Document extract below:
A 1929 student diploma.

The Lowthorpe School of Landscape Architecture is the shorthand name for a school that was founded in Groton, Massachusetts in 1901 for women to be trained in landscape architecture and horticulture. Under its original name of Lowthorpe School of Landscape Architecture, Gardening, and Horticulture for Women, the college was one of the first in the world to open the profession to women. In 1915 it was renamed the Lowthorpe School of Landscape Architecture for Women, and in 1945 it was absorbed into the Rhode Island School of Design as the Lowthorpe Department of Landscape Architecture.

==History==
The school was founded in 1901 as Lowthorpe School of Landscape Architecture, Gardening, and Horticulture for Women by Judith Eleanor Motley Low, a Groton native who was either the granddaughter or great-granddaughter of Benjamin Bussey. Low had spent time in her youth at the Bussey Institute at Arnold Arboretum, studying agriculture, gardening, and botany. A one-page brochure announcing the establishment of the school offered instruction in the subjects of "landscape gardening, elementary architecture, horticulture, botany and allied subjects." The brochure announced an October 1901 start date, but instruction did not actually begin until the following fall.

To be admitted, a prospective student was required to have a high school diploma and some knowledge of both drawing and botany. The school's population of students ranged from single digits in the early years up to 30 or 40 in the 1930s. Instruction focused on private residential design rather than public gardens, as such work was at the time considered most suitable for women.
End of Document extract.
#### What you will do:
Resume the history of the Lowthorpe School of Landscape Architecture after its last sentence.
Input data below:
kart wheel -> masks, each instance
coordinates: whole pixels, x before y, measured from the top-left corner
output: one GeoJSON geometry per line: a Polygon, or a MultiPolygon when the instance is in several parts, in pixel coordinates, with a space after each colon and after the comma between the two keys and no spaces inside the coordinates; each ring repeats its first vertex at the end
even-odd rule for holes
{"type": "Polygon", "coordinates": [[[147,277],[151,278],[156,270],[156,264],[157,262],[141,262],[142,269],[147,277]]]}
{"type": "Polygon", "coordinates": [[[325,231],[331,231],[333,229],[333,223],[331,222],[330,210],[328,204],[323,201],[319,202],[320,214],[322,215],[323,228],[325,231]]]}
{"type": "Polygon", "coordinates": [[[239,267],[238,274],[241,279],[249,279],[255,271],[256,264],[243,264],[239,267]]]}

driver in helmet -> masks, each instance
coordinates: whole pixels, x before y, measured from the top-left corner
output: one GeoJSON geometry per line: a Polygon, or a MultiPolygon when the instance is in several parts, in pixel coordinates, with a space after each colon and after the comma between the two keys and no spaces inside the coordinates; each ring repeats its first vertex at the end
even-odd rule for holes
End of Input data.
#### Exercise answer:
The Groton campus included 17 acre of meadows, orchards, gardens, greenhouses, and an administration building. The gardens were largely the work of school students and were mostly laid out in geometrical arrangements; the herb garden, for example, was in the form of an Elizabethan knot. Although the naturalistic style of Edwardian-era English garden design (embracing both the English landscape garden and its later variant the cottage garden) was the prevailing aesthetic taught at the school, the more formal style of Italian landscape design was also taught and influenced how the gardens were organized.

Lowthorpe was incorporated in 1909 and placed under direction of a board of directors with Low as president of the board. Patrons included Charles W. Eliot, President Emeritus of Harvard University, Professor Charles Sprague Sargent of the Arnold Arboretum and Professor James Sturgis Pray, Chairman of the Department of Landscape Architecture at Harvard, among others. The course curriculum was changed in 1915 from two to three years, diplomas were awarded, and the name changed to the Lowthorpe School of Landscape Architecture for Women, dropping the words Gardening and Horticulture from the title. In 1917, Lowthorpe fielded a baseball team called the Farmerettes.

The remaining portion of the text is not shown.